▶ Task brief:
The answer must consist of every line in the data that contains "hand".

▶ Task input:
○ ○ ○ ○

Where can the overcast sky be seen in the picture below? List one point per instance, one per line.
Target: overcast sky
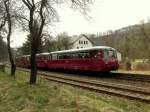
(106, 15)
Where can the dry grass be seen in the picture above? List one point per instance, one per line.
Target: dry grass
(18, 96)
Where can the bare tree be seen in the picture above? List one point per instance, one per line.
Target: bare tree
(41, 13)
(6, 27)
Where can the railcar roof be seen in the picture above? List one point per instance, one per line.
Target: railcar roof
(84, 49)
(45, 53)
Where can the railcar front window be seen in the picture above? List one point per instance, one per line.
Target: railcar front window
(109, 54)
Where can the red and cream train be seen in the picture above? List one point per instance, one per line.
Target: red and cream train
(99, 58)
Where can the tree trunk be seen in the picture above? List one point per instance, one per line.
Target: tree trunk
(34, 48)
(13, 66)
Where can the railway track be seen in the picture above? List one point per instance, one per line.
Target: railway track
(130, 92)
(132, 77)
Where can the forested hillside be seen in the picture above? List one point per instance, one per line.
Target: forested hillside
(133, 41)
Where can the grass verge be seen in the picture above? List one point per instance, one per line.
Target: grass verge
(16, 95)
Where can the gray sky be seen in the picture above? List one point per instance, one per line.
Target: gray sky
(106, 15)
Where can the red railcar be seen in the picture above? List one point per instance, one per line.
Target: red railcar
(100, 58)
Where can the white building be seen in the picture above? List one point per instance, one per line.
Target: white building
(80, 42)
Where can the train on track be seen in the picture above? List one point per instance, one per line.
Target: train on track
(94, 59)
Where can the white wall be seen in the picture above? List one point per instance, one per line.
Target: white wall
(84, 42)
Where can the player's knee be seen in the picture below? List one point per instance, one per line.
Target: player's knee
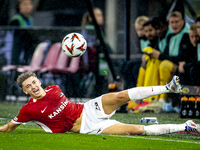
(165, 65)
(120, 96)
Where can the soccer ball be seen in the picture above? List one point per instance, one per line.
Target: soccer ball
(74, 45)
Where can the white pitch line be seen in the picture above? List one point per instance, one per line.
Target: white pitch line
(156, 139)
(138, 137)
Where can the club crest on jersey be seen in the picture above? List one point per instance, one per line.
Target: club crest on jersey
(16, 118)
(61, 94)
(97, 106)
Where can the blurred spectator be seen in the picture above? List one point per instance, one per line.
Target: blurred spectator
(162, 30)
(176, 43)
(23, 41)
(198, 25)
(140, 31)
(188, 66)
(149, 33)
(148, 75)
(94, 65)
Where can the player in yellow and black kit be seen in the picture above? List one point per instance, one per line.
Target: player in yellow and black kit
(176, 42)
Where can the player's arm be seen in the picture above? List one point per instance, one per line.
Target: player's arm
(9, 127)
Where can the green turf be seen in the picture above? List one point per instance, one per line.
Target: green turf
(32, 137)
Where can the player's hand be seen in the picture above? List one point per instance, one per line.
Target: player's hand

○ ○ ○ ○

▶ Final answer:
Where can the player's hand be seen in the picture above? List one point per instance, one per line.
Target: player's hand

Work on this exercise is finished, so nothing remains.